* _Set exercise a_: Copy the listing below verbatim, starting at its first line and ending after the line containing "48, 49 37, 43 32))". Omit the pictures.

### Source excerpt

Gaussian blur filtering
-----------------------

.. image:: blur.png

|

Gaussian blur masking is another **slide-based method** that can detect pen marks and out-of-focus areas, and is particularly useful for datasets lacking annotated Regions of Interest (ROIs). Gaussian blur masking is applied similarly, using the ``qc`` argument.

Two versions of Gaussian blur masking are available: ``qc.Gaussian`` and ``qc.GaussianV2`` (new in Slideflow 2.1.0). The latter is the default and recommended version, as it is more computationally efficient. The former is provided for backwards compatibility.

.. code-block:: python

  from slideflow.slide import qc

  # Use this QC during tile extraction
  P.extract_tiles(qc=qc.GaussianV2())

######
### Information supplied

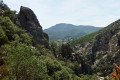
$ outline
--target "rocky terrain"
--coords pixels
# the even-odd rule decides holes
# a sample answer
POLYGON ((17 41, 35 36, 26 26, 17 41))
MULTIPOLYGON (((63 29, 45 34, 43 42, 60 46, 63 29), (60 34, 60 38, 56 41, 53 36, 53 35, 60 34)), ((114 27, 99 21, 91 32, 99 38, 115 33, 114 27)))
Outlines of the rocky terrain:
POLYGON ((41 44, 48 48, 49 37, 43 32, 42 26, 31 9, 21 6, 16 24, 34 37, 34 45, 41 44))

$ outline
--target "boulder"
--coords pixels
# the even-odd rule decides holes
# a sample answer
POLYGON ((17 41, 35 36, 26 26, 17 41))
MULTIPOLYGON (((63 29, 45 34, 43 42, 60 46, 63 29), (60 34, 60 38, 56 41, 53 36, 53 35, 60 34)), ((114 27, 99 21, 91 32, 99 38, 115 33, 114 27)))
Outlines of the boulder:
POLYGON ((43 32, 42 26, 31 9, 21 6, 16 24, 33 36, 34 46, 41 44, 48 48, 49 37, 43 32))

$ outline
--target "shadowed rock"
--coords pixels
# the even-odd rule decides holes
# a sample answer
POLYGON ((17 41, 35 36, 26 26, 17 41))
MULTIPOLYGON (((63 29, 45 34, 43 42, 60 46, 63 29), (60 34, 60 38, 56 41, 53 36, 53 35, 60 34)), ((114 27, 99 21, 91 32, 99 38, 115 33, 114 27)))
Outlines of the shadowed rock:
POLYGON ((28 33, 33 35, 33 45, 41 44, 45 45, 45 47, 49 46, 49 37, 43 32, 42 26, 39 24, 36 15, 31 9, 21 6, 16 23, 19 27, 27 30, 28 33))

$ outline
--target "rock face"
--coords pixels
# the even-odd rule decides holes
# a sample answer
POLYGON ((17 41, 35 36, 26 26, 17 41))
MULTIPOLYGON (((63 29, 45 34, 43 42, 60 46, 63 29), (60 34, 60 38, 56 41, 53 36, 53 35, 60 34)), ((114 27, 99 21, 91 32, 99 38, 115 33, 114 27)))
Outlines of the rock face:
POLYGON ((120 20, 108 25, 86 42, 75 46, 76 54, 84 56, 93 71, 106 76, 113 70, 113 63, 120 63, 120 20))
POLYGON ((43 32, 42 26, 31 9, 21 6, 16 24, 33 35, 34 45, 41 44, 48 47, 49 37, 43 32))

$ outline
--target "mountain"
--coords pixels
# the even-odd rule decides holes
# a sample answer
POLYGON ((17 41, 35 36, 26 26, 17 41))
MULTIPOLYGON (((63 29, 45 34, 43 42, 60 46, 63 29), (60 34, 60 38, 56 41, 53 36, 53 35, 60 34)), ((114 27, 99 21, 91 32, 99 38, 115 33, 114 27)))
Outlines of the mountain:
MULTIPOLYGON (((72 52, 70 45, 64 45, 62 52, 66 52, 64 48, 72 52)), ((59 47, 49 42, 49 36, 30 8, 22 6, 17 14, 0 3, 0 80, 96 78, 94 75, 80 77, 79 64, 68 59, 71 54, 64 59, 59 53, 59 47)))
POLYGON ((44 32, 46 32, 50 40, 58 40, 58 39, 67 39, 67 38, 79 38, 86 34, 89 34, 91 32, 97 31, 101 29, 102 27, 94 27, 89 25, 72 25, 72 24, 56 24, 55 26, 52 26, 48 29, 45 29, 44 32))
POLYGON ((107 76, 113 71, 113 63, 120 64, 120 20, 70 44, 74 47, 74 54, 82 57, 94 72, 107 76))

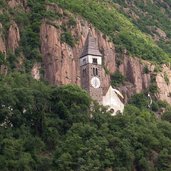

######

* _Set exercise b_: According to the Gaussian blur filtering excerpt, which version of Gaussian blur masking is the default, and why is it recommended?

* _Expected answer a_:
$ outline
--target "rocky terrain"
--coords pixels
# the even-odd rule decides holes
# a sample answer
POLYGON ((17 41, 35 36, 26 26, 17 41))
MULTIPOLYGON (((63 29, 45 34, 43 42, 60 46, 63 29), (60 34, 60 38, 56 41, 53 36, 53 35, 60 34)), ((114 27, 99 21, 91 32, 99 38, 115 33, 114 27)))
Outlines of the rocky terrain:
POLYGON ((41 44, 48 48, 49 37, 43 32, 42 26, 31 9, 21 6, 16 24, 34 37, 34 45, 41 44))

$ outline
--target "boulder"
--coords pixels
# the even-odd rule decides holes
# a sample answer
POLYGON ((17 41, 35 36, 26 26, 17 41))
MULTIPOLYGON (((63 29, 45 34, 43 42, 60 46, 63 29), (60 34, 60 38, 56 41, 53 36, 53 35, 60 34)), ((114 27, 99 21, 91 32, 99 38, 115 33, 114 27)))
Outlines of the boulder:
POLYGON ((43 32, 42 26, 31 9, 21 6, 16 24, 33 36, 34 46, 41 44, 48 48, 49 37, 43 32))

* _Expected answer b_: The default is qc.GaussianV2, which is recommended because it is more computationally efficient.